Task to carry out →
The lines to copy run from the one containing "[[217, 262], [403, 104], [347, 279], [35, 226]]" to the end of the records below; repeat them exactly and include nothing else.

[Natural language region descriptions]
========================

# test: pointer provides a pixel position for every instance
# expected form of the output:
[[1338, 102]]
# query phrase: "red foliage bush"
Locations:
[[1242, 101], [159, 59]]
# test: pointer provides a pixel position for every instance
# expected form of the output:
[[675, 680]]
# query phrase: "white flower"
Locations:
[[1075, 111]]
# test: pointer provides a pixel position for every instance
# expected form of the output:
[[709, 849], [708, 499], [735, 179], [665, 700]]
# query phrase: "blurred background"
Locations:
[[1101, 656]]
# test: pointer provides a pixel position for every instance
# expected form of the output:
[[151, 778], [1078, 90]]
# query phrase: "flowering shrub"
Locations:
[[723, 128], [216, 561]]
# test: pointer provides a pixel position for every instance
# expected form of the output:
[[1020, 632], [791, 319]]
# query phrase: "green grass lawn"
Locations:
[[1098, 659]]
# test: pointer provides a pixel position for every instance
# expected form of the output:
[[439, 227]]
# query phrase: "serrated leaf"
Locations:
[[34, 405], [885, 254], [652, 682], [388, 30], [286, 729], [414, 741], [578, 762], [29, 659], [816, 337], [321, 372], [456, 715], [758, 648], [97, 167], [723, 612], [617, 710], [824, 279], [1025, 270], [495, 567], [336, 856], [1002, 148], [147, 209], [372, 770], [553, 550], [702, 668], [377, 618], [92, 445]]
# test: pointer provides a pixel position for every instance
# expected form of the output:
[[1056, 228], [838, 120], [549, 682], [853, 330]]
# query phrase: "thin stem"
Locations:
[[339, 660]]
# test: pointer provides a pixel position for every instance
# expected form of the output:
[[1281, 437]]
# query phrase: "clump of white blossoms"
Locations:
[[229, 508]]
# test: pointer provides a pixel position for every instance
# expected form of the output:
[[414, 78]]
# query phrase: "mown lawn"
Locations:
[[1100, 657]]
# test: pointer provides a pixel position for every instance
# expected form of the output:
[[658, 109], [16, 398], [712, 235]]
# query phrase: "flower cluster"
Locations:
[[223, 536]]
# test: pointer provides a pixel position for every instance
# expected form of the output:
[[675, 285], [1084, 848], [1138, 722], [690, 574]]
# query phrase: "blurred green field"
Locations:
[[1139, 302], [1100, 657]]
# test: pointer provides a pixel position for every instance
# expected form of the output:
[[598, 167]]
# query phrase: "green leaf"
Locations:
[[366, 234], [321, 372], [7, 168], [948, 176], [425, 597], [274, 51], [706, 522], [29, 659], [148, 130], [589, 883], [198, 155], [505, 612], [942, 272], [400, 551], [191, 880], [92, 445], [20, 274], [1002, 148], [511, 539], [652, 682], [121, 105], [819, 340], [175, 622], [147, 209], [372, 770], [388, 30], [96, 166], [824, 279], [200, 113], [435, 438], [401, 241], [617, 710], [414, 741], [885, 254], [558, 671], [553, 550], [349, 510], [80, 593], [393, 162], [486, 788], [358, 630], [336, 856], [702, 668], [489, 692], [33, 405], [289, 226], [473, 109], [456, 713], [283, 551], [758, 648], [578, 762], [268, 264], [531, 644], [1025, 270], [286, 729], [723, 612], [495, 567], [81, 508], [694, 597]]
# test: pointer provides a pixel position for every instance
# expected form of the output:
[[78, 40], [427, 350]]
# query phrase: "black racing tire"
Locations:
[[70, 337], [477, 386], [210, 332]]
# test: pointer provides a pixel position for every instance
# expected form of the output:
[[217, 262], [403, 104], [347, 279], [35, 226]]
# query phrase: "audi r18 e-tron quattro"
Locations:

========================

Result of the task →
[[217, 262], [403, 104], [347, 279], [35, 226]]
# query phrase: "audi r18 e-tron quattro"
Locations:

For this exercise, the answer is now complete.